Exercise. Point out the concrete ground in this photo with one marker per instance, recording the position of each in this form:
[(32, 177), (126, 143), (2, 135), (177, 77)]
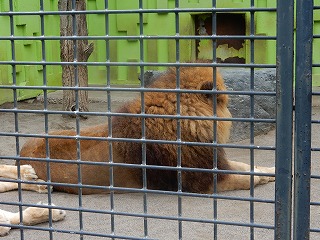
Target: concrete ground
[(198, 209)]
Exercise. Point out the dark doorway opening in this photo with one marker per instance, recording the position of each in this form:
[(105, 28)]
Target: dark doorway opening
[(228, 50)]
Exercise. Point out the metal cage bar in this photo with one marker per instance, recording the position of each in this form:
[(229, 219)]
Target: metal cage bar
[(282, 226), (302, 164), (284, 127)]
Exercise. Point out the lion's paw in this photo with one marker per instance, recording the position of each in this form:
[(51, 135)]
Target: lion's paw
[(41, 188), (265, 179), (28, 173)]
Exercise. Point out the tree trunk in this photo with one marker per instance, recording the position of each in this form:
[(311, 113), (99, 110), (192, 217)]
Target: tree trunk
[(83, 51)]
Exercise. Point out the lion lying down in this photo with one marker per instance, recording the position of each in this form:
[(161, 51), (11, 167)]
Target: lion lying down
[(128, 152)]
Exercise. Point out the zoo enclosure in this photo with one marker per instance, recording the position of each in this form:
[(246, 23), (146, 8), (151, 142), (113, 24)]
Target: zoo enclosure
[(174, 13)]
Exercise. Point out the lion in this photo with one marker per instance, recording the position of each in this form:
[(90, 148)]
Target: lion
[(167, 148)]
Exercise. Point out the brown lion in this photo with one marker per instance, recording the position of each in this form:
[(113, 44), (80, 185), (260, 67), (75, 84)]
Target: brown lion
[(128, 158)]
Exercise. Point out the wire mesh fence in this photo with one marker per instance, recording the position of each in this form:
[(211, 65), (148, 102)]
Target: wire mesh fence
[(144, 161)]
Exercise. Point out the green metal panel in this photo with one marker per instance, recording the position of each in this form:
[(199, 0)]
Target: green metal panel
[(154, 24)]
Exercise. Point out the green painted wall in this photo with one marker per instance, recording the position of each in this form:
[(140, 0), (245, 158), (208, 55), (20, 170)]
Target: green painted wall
[(154, 24)]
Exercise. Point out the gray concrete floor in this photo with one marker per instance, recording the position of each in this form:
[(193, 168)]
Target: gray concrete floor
[(165, 206)]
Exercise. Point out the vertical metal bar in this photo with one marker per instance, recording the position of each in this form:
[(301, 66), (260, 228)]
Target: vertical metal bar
[(45, 103), (110, 160), (303, 94), (179, 173), (252, 32), (76, 85), (143, 122), (284, 89), (214, 99), (15, 105)]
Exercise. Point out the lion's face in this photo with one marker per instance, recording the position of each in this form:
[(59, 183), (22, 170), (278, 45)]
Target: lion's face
[(196, 104)]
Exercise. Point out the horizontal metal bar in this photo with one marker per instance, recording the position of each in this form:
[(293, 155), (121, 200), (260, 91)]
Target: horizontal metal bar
[(137, 115), (138, 11), (113, 139), (139, 64), (138, 37), (138, 90)]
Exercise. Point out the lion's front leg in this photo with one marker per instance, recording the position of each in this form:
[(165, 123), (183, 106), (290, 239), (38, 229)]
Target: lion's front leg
[(36, 215), (30, 216), (4, 220), (238, 181), (27, 173)]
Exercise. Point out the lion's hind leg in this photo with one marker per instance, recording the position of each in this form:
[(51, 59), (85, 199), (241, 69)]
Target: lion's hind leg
[(26, 173), (240, 181)]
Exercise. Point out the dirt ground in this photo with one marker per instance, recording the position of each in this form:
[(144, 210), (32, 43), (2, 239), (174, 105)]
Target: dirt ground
[(161, 205)]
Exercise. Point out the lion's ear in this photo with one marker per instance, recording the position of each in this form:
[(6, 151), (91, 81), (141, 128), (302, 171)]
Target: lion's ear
[(208, 85)]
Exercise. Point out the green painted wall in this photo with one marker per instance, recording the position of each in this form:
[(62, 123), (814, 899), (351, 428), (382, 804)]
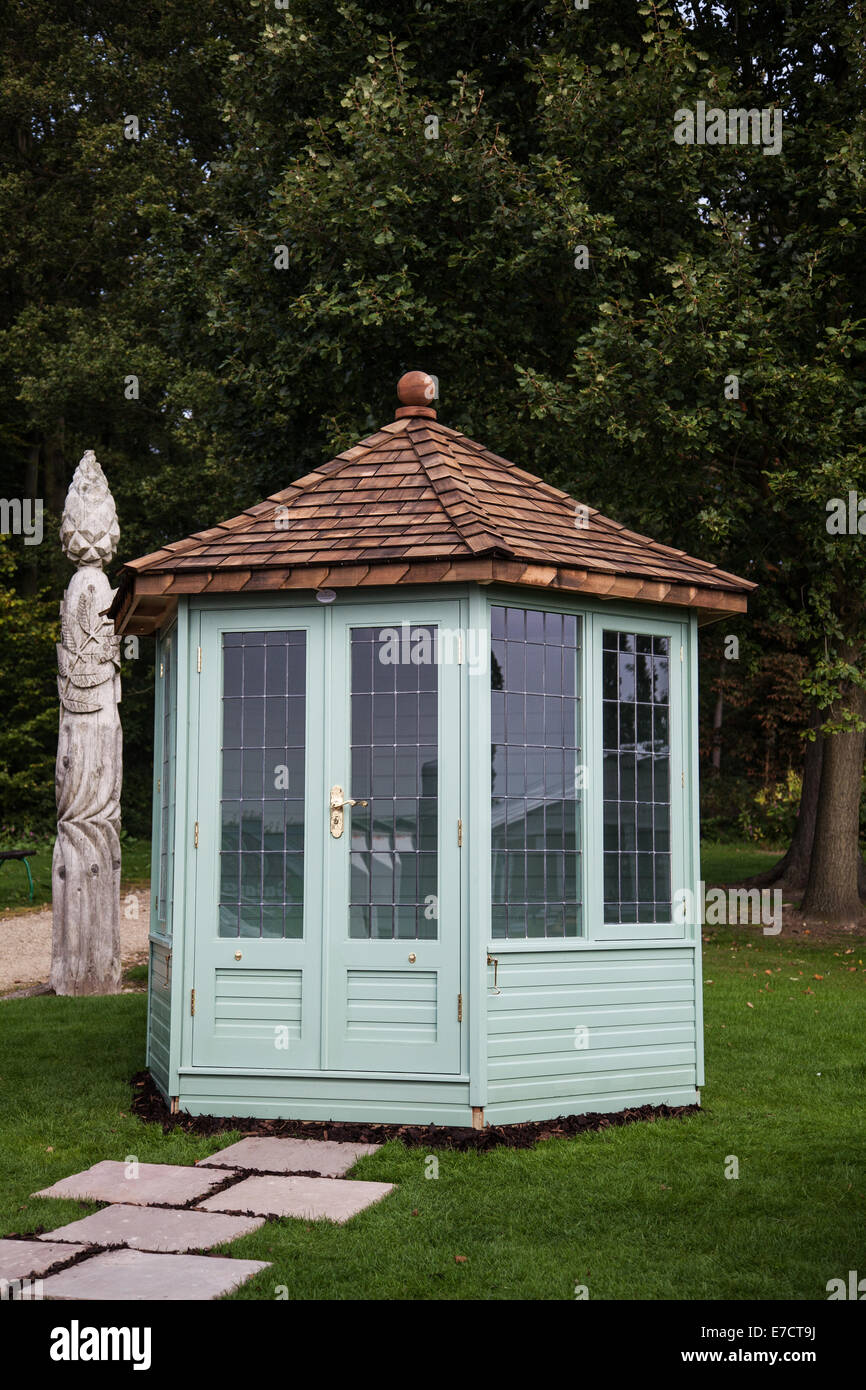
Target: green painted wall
[(635, 990)]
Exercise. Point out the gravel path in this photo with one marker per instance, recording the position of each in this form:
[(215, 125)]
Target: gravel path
[(25, 940)]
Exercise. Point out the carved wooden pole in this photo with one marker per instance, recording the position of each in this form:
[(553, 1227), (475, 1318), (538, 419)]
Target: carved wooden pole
[(86, 866)]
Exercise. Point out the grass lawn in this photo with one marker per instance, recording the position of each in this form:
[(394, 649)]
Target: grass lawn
[(637, 1212), (734, 862), (14, 888)]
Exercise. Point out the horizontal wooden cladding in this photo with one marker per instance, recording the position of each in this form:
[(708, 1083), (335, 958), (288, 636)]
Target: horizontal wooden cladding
[(320, 1097), (159, 1014), (591, 1023)]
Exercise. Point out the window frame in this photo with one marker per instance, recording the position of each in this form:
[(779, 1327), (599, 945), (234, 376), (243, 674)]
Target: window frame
[(680, 742)]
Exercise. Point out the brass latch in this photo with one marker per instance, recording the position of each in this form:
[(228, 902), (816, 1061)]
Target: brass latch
[(337, 809)]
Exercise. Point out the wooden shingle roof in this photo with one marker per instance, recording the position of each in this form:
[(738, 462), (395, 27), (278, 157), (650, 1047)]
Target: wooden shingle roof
[(419, 503)]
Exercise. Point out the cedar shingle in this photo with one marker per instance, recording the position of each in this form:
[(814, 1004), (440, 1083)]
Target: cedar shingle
[(420, 492)]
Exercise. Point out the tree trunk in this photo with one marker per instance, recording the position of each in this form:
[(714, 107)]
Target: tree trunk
[(791, 872), (834, 873)]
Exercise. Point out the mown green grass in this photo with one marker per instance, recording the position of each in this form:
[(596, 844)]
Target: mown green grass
[(14, 888), (637, 1212), (734, 862)]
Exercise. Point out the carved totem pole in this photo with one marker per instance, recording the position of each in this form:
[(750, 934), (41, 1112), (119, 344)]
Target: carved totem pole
[(86, 866)]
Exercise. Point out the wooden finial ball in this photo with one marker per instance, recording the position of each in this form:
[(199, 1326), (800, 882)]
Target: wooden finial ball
[(416, 388)]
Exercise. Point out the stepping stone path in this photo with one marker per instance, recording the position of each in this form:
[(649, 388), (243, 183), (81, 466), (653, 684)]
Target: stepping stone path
[(141, 1184), (289, 1155), (310, 1198), (156, 1228), (139, 1275), (160, 1212)]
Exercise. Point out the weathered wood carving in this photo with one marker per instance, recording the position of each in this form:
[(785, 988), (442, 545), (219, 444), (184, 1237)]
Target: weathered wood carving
[(86, 865)]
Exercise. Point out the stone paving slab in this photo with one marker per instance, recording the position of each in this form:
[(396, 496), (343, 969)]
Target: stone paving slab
[(310, 1198), (291, 1155), (21, 1258), (135, 1275), (156, 1229), (107, 1182)]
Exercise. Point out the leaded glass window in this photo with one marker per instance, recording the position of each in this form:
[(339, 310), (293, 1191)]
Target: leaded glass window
[(635, 737), (167, 784), (263, 784), (535, 774), (395, 767)]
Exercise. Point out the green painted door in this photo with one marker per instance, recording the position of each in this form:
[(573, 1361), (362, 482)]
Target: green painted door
[(323, 945), (392, 925)]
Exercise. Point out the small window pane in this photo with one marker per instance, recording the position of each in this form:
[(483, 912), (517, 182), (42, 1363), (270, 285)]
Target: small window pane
[(535, 756), (635, 731), (263, 784)]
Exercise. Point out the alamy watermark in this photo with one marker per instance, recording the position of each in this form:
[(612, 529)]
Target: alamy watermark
[(730, 906), (22, 517), (733, 127)]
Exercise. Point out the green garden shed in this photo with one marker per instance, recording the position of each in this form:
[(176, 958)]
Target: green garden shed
[(426, 792)]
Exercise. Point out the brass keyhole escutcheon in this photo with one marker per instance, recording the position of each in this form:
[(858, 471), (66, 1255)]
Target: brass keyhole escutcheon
[(335, 805)]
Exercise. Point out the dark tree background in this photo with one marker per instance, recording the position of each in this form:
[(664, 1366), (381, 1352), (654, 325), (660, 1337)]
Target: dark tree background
[(300, 139)]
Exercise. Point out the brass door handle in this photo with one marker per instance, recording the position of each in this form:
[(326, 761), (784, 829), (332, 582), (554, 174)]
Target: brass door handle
[(337, 804)]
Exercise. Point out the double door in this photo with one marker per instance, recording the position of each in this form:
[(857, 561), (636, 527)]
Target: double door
[(327, 879)]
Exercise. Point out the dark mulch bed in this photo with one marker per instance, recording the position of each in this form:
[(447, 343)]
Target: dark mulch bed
[(149, 1105)]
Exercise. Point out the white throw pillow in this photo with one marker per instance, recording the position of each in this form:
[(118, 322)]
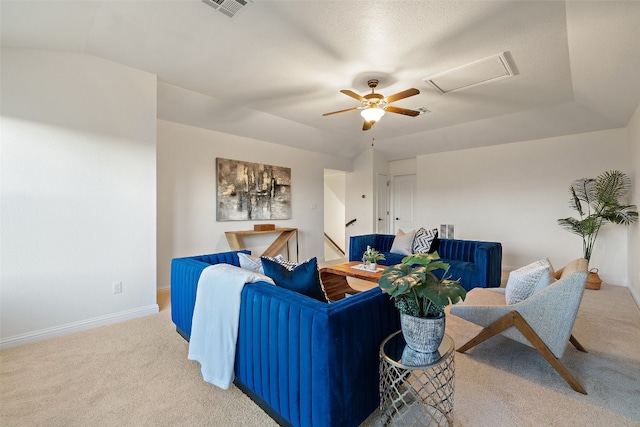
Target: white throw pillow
[(423, 240), (403, 242), (528, 280)]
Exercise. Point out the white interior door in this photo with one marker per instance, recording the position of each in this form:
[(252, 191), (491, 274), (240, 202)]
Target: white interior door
[(383, 204), (404, 197)]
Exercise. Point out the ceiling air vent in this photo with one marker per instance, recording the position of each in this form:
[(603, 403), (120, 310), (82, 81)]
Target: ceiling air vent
[(228, 7), (476, 73)]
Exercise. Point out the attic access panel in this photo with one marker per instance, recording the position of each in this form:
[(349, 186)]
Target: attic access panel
[(228, 7), (476, 73)]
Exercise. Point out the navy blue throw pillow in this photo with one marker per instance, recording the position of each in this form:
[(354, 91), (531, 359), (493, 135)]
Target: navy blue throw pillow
[(303, 278)]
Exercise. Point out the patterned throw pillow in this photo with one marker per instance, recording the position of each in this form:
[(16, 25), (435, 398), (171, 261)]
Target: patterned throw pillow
[(303, 278), (403, 242), (423, 240), (528, 280)]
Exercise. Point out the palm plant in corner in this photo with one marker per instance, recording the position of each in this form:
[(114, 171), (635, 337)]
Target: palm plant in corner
[(598, 202), (421, 297)]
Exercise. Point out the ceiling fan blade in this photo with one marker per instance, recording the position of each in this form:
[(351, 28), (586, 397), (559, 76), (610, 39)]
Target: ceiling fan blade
[(401, 95), (353, 95), (340, 111), (404, 111)]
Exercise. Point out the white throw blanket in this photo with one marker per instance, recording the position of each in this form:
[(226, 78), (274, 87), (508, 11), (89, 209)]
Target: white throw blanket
[(216, 316)]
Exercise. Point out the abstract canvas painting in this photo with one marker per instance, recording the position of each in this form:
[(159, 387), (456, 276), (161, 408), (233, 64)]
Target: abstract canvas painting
[(252, 191)]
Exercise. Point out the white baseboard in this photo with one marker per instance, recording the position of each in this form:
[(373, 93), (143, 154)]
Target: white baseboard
[(83, 325)]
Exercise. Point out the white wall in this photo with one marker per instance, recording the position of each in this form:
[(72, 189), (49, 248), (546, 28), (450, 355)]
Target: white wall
[(514, 194), (634, 229), (361, 195), (78, 193), (187, 193), (334, 219)]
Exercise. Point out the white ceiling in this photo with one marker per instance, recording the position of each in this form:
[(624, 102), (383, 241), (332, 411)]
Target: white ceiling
[(274, 68)]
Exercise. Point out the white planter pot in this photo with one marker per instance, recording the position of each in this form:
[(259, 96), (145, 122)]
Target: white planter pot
[(423, 335)]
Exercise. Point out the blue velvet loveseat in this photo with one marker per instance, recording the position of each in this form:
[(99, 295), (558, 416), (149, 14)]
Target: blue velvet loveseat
[(475, 263), (305, 362)]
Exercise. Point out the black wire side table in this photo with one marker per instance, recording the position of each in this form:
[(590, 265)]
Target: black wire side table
[(416, 389)]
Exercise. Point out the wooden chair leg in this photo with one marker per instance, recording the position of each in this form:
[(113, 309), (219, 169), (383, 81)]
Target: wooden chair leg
[(495, 328), (514, 318), (576, 344)]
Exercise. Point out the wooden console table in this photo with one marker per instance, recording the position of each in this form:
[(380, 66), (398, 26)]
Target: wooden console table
[(233, 237)]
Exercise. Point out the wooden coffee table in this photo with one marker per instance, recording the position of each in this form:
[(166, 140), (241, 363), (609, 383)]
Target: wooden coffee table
[(334, 278)]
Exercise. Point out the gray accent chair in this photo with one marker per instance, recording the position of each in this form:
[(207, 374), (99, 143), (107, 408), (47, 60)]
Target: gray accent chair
[(543, 321)]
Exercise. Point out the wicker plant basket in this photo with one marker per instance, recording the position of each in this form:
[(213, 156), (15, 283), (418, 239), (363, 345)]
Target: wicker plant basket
[(593, 280)]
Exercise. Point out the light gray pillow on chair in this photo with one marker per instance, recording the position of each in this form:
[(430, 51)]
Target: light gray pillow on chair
[(252, 263), (403, 242), (528, 280)]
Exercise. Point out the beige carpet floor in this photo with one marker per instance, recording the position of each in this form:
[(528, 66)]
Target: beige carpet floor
[(136, 373)]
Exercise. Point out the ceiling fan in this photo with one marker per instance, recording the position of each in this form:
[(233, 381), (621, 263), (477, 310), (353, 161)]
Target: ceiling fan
[(374, 105)]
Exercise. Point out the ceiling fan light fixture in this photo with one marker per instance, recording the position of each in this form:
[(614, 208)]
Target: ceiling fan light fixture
[(372, 114)]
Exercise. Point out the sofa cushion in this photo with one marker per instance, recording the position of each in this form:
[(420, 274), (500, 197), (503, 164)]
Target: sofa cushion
[(423, 240), (528, 280), (403, 242), (303, 278)]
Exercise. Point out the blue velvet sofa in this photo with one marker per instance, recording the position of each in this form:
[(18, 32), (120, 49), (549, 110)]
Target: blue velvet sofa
[(475, 263), (305, 362)]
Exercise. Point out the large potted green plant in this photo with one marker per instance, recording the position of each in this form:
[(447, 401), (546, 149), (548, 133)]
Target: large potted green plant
[(421, 297), (598, 201)]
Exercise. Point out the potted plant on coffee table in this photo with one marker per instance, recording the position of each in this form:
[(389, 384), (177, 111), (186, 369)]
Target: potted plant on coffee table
[(371, 258), (421, 297)]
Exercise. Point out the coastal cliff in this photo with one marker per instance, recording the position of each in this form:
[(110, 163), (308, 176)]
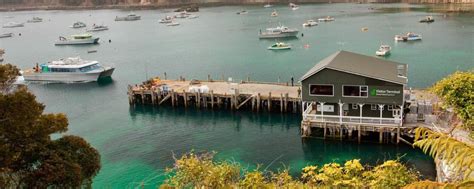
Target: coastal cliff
[(84, 4)]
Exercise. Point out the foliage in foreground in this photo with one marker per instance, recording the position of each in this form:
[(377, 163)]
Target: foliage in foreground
[(457, 91), (29, 158), (459, 155), (201, 171)]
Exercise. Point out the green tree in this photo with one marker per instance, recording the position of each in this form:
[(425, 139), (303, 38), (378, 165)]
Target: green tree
[(457, 91), (29, 158)]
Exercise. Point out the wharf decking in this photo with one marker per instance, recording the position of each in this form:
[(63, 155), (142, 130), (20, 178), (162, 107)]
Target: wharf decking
[(255, 96)]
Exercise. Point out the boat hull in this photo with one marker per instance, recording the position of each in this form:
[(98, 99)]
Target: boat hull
[(78, 42), (278, 35)]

========

What to do:
Output the lines above between the one holding "[(596, 844)]" and the one holding "[(396, 496), (343, 969)]", inclusive, with nothing before or after them.

Reply:
[(596, 844)]
Target: mown green grass
[(14, 888), (637, 1212), (734, 862)]
Exercise. Point out the carved totem pole in this photo with one marker per instance, recording the position of each in this form:
[(750, 934), (41, 1112), (119, 344)]
Target: carved totem pole
[(86, 866)]
Exercise. Point out the wooden finial ball in this photo with one marker per instance, recording the position of each in this form:
[(199, 1326), (800, 882)]
Target: wooden finial ball
[(416, 388)]
Exercise. Point out the stepping stone path in this photo with one marker per instance, recording the position of each in this form:
[(649, 388), (243, 183), (81, 466), (653, 684)]
Target: stepping stone path
[(141, 1184), (289, 1155), (310, 1198), (156, 1228), (139, 1275), (160, 1212)]
Exercise. Point out the weathered wood carving in this photo with one marker per instance, recording the position of each in this form:
[(785, 988), (442, 545), (219, 444), (184, 1237)]
Target: weathered wood carving
[(86, 865)]
Exercise. Point out the stone paving slab in this photo with one marker per instance, recording the position of each in this form:
[(396, 496), (343, 969)]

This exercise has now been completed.